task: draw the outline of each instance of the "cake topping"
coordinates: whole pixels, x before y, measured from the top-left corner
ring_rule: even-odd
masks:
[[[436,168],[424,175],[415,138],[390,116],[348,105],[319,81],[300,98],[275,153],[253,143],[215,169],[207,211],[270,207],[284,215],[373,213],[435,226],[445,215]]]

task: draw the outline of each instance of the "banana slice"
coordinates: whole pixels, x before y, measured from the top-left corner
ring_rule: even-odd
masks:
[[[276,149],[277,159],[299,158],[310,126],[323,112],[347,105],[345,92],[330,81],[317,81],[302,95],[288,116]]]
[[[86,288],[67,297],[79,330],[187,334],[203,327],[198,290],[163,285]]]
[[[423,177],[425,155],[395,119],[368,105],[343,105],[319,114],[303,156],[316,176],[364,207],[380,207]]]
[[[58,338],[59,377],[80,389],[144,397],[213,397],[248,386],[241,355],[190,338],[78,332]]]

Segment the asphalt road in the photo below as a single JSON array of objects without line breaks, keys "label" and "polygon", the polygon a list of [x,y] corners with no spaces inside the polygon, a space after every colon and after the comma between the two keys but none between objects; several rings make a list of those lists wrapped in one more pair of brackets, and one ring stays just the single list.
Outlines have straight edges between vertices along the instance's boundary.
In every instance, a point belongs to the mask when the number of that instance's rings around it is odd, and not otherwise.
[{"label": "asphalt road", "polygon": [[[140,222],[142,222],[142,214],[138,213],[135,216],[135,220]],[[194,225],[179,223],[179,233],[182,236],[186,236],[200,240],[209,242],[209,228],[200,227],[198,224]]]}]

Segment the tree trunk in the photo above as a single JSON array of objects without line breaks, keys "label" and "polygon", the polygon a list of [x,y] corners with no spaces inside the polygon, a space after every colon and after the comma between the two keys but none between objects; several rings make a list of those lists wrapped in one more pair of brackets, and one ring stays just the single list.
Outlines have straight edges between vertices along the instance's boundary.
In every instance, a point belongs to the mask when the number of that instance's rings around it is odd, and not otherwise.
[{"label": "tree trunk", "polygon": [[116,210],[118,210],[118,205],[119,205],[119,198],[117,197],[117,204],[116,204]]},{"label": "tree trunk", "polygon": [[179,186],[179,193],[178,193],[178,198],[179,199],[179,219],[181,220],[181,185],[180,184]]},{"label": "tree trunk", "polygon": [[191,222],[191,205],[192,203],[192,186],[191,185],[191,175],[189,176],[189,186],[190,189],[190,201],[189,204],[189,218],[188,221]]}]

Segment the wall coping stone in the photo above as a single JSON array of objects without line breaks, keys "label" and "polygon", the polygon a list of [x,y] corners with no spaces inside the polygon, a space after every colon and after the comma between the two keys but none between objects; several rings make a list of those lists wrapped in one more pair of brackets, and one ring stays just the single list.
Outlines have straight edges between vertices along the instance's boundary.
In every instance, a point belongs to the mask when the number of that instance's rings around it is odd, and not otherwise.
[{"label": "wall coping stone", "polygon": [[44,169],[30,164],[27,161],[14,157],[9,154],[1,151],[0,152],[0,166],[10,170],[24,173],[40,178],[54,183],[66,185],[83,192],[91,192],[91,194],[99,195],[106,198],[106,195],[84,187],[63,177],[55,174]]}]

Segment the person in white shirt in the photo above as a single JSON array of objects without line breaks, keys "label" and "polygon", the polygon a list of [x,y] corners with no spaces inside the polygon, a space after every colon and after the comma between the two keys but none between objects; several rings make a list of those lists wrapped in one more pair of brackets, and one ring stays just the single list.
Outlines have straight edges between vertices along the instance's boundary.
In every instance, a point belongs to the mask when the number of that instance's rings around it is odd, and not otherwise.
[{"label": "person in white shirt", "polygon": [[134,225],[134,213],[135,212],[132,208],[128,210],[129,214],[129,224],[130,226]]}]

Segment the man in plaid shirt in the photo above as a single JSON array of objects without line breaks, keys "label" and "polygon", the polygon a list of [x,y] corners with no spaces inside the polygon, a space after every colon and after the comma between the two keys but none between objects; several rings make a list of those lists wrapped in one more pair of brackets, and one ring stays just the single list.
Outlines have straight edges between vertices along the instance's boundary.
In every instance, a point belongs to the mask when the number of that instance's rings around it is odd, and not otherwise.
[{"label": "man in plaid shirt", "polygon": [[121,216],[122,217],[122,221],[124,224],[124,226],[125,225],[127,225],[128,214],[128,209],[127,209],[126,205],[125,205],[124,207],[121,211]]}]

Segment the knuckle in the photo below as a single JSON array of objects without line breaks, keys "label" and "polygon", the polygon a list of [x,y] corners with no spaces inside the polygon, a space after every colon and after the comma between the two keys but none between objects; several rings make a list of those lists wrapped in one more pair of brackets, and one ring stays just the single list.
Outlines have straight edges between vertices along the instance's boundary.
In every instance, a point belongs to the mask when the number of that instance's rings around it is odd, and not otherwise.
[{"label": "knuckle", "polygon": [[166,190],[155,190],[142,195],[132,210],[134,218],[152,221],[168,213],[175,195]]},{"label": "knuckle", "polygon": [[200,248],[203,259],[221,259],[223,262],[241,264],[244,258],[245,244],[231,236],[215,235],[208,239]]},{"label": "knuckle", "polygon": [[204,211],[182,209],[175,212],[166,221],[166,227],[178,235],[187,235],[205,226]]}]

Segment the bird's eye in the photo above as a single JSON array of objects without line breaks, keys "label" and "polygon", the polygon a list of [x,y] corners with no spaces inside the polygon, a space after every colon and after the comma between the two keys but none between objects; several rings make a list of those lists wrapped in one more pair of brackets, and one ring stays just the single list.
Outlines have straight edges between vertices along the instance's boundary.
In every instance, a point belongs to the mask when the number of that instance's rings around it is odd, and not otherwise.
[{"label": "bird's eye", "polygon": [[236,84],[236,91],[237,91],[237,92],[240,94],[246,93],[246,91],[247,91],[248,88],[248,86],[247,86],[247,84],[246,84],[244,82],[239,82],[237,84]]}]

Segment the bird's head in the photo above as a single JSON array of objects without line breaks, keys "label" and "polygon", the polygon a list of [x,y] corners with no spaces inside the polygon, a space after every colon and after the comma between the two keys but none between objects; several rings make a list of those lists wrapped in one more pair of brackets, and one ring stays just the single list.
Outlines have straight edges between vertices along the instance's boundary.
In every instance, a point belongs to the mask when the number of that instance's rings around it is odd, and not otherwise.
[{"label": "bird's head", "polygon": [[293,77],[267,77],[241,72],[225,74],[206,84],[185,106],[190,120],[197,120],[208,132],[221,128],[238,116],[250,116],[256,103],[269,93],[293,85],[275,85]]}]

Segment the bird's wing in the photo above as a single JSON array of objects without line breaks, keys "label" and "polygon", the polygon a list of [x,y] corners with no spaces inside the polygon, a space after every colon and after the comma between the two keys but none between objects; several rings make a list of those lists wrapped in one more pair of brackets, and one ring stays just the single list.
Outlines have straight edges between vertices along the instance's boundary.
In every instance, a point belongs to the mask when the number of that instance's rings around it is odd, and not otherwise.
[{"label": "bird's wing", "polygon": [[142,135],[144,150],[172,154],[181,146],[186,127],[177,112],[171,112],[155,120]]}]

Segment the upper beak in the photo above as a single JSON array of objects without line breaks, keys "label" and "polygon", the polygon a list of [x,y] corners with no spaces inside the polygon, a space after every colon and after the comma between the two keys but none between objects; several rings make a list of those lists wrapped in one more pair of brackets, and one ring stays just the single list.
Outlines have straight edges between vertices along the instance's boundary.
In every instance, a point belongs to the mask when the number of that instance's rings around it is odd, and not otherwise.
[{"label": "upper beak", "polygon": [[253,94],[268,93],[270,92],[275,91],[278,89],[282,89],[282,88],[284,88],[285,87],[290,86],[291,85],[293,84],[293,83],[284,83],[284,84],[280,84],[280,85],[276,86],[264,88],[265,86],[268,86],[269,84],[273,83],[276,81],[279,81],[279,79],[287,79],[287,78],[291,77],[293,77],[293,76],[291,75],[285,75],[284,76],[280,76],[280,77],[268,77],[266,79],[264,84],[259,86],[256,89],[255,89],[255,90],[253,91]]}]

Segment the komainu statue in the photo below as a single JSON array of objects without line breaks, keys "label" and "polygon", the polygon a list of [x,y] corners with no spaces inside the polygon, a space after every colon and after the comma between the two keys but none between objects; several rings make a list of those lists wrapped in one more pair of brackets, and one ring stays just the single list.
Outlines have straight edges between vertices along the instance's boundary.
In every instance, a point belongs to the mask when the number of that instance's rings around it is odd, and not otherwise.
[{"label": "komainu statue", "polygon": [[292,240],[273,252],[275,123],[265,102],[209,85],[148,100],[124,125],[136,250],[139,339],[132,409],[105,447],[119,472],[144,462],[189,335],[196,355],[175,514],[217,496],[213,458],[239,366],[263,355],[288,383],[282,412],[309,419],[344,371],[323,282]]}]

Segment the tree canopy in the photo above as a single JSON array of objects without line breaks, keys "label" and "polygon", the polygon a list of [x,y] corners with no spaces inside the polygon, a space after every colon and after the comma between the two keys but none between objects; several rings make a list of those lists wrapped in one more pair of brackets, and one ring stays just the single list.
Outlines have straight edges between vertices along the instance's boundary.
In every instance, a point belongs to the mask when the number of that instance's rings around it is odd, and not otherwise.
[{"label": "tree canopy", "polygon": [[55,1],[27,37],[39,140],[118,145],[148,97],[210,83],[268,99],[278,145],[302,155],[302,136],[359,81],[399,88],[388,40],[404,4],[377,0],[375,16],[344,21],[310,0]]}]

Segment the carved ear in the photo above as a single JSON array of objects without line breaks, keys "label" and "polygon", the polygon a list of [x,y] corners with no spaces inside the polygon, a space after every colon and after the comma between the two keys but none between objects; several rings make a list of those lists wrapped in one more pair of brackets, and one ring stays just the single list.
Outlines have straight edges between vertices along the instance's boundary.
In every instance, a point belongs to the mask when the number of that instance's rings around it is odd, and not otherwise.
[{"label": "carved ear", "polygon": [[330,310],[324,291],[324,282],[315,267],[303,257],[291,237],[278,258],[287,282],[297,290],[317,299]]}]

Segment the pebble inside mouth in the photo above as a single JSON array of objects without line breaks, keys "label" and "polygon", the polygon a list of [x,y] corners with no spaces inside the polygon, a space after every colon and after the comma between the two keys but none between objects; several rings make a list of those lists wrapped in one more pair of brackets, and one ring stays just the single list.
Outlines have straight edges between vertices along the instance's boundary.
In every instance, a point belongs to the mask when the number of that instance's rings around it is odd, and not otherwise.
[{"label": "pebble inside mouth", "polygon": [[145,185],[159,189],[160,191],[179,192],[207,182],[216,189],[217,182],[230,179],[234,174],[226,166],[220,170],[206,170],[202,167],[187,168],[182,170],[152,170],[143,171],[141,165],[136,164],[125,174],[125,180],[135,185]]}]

==*==

▸ **PROBLEM TO WORK ON**
Pick out every line of the records above that contains the word "mouth", and copy each one in full.

▸ **TASK SOLUTION**
Segment the pebble inside mouth in the photo above as a single JSON array of objects without line breaks, keys "label" and "polygon", the polygon a list of [x,y] corners with no spaces inside the polygon, a space after every colon and after the comma between the two keys but none between objects; several rings make a list of those lists wrapped in one more pair of brackets, and one ring stays just the single list.
[{"label": "pebble inside mouth", "polygon": [[145,185],[159,189],[160,191],[179,192],[207,182],[216,189],[217,182],[230,179],[234,174],[226,166],[220,170],[206,170],[202,167],[187,168],[182,170],[152,170],[143,171],[141,165],[136,164],[125,174],[125,180],[135,185]]}]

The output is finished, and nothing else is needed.